= Exercise requirements =
Rewrite the records below with every "Tag" changed to "Outline" and nothing else altered. Leave the pictures out of your answer.
__________
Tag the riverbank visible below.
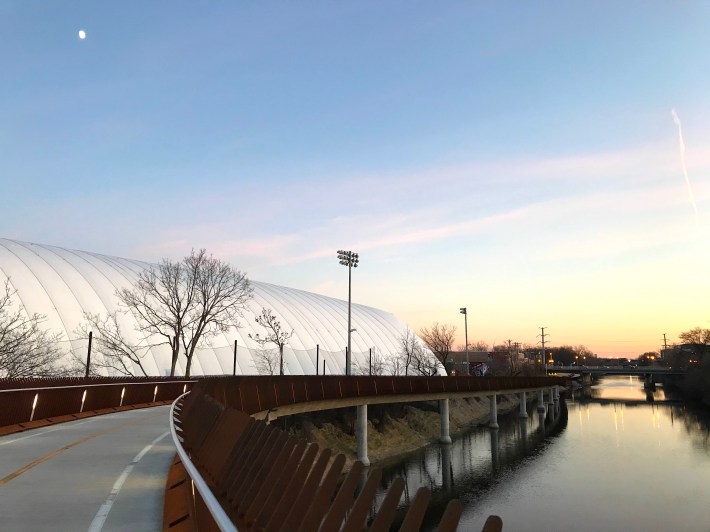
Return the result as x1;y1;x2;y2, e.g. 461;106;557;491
283;394;519;469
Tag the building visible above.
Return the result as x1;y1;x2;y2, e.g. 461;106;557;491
0;239;445;375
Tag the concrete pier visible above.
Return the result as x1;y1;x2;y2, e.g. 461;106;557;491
518;392;528;418
537;389;546;414
488;394;498;429
355;405;370;466
439;399;451;443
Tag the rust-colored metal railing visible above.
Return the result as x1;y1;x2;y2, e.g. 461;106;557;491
165;388;462;532
189;376;568;414
164;376;566;532
0;377;195;433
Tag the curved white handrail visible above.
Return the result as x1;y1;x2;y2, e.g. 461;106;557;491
170;392;237;532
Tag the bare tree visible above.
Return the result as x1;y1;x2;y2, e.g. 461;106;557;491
678;327;710;345
252;348;282;375
249;308;293;375
390;328;424;375
76;312;149;376
419;323;456;376
0;279;63;378
355;350;386;375
117;249;252;377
__________
= The output =
Outline the riverbank visible below.
Return the result as x1;y1;x2;y2, e.g. 461;106;557;491
283;394;519;469
Outline the building visible above.
Return the result as x1;y1;x2;y2, e.g. 461;106;557;491
0;239;445;375
Outline the concrete pier visible above.
Return the result as x1;y1;x2;y2, e.g. 461;106;557;491
518;392;528;418
537;389;546;414
488;394;498;429
355;405;370;466
439;399;451;443
Outline the rust-colored metal railing visible above.
Return the result as x1;y1;x2;y2, e.g. 461;106;557;491
165;388;462;532
189;376;568;414
164;376;566;532
0;377;195;433
Outline the curved white handrail visible above.
Return the result as x1;y1;x2;y2, e.g. 461;106;557;491
170;392;237;532
Outline the bare tree visible above.
Return the result as x1;y1;x2;y2, e.g. 461;106;557;491
678;327;710;345
252;348;282;375
249;308;293;375
390;328;424;375
76;312;149;376
419;323;456;376
0;279;63;378
355;350;386;375
117;249;252;377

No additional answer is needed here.